Restate word for word the line containing "Query: overcast sky" and all remaining lines of the entries below.
Data for the task START
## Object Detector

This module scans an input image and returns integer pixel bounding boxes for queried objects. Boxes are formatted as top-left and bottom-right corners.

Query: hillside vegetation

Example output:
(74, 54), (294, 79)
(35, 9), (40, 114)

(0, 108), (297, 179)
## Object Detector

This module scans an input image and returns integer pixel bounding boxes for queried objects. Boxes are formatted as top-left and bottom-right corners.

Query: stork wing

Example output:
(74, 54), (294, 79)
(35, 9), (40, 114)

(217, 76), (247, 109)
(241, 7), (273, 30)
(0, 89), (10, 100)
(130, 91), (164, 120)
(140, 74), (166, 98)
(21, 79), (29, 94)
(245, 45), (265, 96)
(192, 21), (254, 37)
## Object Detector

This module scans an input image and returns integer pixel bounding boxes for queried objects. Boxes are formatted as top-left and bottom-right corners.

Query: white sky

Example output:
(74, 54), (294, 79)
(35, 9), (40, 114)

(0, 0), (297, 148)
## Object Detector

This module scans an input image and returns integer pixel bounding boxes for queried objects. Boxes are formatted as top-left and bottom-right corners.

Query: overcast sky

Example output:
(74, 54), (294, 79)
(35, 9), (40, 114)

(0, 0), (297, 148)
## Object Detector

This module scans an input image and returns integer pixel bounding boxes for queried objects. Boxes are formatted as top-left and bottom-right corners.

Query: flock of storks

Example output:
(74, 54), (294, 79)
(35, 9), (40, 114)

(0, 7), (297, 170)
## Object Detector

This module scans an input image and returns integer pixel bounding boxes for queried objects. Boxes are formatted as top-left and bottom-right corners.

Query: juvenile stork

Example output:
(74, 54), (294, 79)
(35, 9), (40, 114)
Data for the task END
> [Task result]
Query: overcast sky

Example output:
(74, 54), (294, 79)
(35, 9), (40, 114)

(0, 0), (297, 148)
## Object Detector

This module scans an input image and returns integer pixel bounding boxes for queried objects. Boxes are formatted as top-left and bottom-right corners.

Query: flock of storks

Example output:
(74, 54), (294, 79)
(35, 9), (40, 114)

(0, 7), (297, 170)
## Object Detector

This module scans an input image and returns integer pixel bounding boxes for queried objects. Boxes are formatted as top-left and bottom-right corners.

Query: juvenile stork

Example output:
(74, 54), (294, 79)
(35, 9), (40, 114)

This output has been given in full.